> **What this task involves**: Your answer should be the lines from the one containing "Practice step: locate the tile backsplash" through the final line below, copied exactly.

> **Data excerpts**:
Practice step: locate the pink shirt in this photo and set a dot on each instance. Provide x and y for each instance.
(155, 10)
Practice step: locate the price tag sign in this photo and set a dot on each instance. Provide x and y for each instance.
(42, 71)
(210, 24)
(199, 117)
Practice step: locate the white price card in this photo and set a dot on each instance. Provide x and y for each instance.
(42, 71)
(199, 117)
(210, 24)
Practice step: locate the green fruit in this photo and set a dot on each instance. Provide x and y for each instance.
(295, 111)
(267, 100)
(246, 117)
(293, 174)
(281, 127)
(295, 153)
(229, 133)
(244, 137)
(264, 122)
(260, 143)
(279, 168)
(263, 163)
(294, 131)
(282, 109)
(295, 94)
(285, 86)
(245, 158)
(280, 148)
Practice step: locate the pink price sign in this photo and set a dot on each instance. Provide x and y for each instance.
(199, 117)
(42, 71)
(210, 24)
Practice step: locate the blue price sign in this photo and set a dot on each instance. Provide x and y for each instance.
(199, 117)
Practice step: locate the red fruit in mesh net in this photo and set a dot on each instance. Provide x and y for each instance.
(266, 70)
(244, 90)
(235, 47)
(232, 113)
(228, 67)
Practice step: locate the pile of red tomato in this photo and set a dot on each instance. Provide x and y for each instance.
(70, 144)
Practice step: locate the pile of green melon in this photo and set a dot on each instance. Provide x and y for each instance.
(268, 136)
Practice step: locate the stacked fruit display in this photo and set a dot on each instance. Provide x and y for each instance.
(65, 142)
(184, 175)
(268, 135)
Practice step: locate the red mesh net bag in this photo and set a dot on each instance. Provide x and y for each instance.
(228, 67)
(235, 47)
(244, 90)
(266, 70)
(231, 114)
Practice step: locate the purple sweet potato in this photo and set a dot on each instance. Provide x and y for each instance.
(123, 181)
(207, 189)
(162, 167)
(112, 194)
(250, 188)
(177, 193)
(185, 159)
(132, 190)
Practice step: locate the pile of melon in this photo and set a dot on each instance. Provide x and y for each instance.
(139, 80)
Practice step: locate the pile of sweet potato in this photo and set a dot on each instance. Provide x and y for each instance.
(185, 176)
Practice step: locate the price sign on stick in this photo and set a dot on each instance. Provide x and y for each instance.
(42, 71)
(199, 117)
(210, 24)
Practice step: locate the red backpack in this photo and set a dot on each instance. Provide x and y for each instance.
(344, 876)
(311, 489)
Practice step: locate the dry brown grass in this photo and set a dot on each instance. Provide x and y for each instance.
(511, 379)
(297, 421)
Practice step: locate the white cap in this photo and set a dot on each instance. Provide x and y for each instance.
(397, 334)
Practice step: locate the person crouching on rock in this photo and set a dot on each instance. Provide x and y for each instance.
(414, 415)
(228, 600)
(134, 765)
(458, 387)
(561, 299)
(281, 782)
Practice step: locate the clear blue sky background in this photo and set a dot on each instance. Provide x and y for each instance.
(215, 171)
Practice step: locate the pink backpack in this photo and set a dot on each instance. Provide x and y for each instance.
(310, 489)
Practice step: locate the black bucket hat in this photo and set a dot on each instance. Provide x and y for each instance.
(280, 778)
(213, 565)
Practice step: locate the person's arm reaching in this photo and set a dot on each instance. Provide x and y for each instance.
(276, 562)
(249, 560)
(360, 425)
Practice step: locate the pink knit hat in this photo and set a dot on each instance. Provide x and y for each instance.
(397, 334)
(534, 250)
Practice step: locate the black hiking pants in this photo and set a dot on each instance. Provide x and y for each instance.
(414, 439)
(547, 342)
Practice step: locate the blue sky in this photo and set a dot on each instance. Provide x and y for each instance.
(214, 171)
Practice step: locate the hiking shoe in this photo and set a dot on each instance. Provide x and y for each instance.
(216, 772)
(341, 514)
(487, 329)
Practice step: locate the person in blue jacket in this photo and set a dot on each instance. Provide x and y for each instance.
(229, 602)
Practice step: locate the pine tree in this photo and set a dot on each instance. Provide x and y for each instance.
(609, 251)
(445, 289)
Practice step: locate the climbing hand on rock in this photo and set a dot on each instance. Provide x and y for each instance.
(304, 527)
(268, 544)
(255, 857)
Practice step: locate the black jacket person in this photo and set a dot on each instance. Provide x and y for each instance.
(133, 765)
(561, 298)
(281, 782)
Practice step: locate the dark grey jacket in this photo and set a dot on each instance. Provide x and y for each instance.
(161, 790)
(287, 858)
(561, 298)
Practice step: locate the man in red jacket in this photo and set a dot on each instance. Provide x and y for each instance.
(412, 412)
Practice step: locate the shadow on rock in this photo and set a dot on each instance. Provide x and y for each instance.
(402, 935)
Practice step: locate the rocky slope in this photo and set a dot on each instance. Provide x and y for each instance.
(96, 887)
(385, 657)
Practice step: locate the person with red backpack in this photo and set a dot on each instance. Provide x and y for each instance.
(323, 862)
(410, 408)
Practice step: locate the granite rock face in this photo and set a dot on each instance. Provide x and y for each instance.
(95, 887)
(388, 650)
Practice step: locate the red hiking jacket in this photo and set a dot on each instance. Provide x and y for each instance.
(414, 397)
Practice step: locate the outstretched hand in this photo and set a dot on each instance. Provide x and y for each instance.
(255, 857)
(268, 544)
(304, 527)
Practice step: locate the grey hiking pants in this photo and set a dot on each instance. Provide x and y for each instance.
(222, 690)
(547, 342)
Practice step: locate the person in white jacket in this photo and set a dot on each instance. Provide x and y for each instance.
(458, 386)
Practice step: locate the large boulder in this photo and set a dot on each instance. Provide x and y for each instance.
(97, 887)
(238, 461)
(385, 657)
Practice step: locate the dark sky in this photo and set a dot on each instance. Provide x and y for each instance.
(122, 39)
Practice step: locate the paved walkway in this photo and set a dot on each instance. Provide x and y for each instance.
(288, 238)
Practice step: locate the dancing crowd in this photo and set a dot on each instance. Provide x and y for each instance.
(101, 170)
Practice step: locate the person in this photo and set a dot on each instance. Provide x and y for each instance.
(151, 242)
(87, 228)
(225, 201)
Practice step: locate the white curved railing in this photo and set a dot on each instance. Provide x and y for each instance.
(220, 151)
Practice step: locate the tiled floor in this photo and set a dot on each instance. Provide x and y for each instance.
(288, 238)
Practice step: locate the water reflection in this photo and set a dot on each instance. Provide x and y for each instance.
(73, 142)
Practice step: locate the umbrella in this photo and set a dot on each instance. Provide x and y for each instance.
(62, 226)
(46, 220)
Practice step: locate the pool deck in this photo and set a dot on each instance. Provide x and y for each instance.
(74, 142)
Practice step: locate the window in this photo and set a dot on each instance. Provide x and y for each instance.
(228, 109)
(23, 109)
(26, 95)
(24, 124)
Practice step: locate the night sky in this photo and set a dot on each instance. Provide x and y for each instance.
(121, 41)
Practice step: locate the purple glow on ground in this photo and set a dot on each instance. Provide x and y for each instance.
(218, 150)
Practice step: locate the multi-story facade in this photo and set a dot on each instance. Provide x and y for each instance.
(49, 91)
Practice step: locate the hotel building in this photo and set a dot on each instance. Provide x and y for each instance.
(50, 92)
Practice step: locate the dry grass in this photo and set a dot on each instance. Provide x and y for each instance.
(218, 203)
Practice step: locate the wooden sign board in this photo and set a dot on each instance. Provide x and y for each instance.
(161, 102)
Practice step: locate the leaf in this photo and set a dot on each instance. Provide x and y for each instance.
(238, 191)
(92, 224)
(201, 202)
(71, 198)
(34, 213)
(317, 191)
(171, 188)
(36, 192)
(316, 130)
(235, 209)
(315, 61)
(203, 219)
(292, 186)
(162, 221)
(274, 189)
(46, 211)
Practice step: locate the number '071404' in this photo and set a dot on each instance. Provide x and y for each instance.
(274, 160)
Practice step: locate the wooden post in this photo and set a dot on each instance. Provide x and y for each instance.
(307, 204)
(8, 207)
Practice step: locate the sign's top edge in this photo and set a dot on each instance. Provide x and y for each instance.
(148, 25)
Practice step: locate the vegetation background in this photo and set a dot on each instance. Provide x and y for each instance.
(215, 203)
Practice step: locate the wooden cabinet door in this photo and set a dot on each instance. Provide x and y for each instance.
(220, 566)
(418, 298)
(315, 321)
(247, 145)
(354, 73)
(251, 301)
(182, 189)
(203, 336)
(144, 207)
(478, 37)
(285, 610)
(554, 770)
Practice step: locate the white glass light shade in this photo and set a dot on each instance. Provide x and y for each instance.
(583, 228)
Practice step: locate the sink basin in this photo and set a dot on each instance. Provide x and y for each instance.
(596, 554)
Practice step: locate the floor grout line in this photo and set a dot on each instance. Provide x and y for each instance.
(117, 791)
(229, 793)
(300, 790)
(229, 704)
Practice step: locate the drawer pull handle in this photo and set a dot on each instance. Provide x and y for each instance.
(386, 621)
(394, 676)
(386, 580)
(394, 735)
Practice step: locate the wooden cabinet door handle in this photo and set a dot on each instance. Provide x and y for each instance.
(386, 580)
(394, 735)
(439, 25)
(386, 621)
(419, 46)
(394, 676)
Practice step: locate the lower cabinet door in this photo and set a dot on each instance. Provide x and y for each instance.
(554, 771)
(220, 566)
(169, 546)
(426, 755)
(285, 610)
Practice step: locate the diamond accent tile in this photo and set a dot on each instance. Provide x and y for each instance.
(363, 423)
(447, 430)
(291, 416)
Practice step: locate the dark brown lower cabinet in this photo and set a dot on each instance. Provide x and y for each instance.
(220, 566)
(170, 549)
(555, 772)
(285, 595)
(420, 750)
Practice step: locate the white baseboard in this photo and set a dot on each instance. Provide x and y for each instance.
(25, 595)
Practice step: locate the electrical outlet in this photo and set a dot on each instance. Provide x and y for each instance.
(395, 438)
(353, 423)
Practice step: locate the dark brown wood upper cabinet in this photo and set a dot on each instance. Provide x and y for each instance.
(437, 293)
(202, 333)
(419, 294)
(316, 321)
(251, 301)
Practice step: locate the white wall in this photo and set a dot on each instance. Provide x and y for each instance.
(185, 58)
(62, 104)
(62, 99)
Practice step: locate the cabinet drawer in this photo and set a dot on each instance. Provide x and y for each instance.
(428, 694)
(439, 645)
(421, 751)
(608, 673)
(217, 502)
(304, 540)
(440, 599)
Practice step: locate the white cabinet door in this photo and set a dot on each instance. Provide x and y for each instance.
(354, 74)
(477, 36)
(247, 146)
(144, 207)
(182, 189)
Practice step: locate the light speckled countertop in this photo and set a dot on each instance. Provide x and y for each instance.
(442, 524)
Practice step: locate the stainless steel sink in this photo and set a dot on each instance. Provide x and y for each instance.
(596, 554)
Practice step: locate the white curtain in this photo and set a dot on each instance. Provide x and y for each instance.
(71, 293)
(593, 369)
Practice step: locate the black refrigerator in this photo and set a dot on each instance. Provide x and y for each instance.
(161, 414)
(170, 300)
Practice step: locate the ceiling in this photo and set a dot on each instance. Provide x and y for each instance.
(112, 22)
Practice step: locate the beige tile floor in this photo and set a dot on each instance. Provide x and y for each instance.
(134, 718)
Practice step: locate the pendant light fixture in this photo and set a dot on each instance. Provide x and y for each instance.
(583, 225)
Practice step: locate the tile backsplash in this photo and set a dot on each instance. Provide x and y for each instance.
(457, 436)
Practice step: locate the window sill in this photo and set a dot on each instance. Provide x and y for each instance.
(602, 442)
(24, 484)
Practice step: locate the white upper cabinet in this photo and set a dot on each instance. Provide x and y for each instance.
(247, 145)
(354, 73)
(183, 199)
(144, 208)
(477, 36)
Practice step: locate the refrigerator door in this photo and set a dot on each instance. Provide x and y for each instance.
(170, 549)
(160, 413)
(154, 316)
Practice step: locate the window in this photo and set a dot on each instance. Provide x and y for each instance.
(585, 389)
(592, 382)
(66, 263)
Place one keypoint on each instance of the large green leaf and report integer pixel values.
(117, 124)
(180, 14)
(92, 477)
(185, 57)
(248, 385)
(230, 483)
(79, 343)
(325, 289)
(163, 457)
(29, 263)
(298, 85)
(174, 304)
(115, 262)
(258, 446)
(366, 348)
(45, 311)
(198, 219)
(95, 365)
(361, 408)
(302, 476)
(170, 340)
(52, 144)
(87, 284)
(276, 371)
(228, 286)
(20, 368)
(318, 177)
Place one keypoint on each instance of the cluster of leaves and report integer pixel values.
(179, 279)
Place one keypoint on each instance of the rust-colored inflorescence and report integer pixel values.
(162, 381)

> **Result for this exercise**:
Practice step: locate the tile backsplash in this photo and set a dot on each instance. Provide x and y for each instance.
(457, 436)
Practice step: locate the window sill in this photo and set a dot on each instance. Provide x and y for each instance.
(602, 442)
(24, 484)
Practice step: locate the white upper cabinet in this photo and set a dot on each instance. Provide x and y for each instance.
(247, 145)
(354, 73)
(183, 199)
(144, 208)
(477, 36)
Practice step: locate the refrigerator door in this photo and set a dot on each instance. Provide x and y for each instance.
(170, 549)
(160, 413)
(154, 316)
Practice step: locate the window in this photo and set a dot on each instance. Provide x and y for each instance.
(585, 389)
(592, 382)
(66, 263)
Place one keypoint on each instance of the large green leaf and report integer pixel values.
(117, 124)
(180, 14)
(92, 477)
(185, 57)
(248, 385)
(230, 483)
(79, 343)
(325, 289)
(163, 457)
(29, 263)
(298, 85)
(174, 304)
(115, 262)
(258, 446)
(366, 348)
(45, 311)
(198, 219)
(95, 365)
(361, 408)
(302, 476)
(170, 340)
(52, 144)
(87, 284)
(276, 371)
(228, 286)
(20, 368)
(318, 177)
Place one keypoint on each instance of the cluster of leaves and report integer pixel values.
(179, 279)
Place one keypoint on each instance of the rust-colored inflorescence and report integer pixel values.
(162, 381)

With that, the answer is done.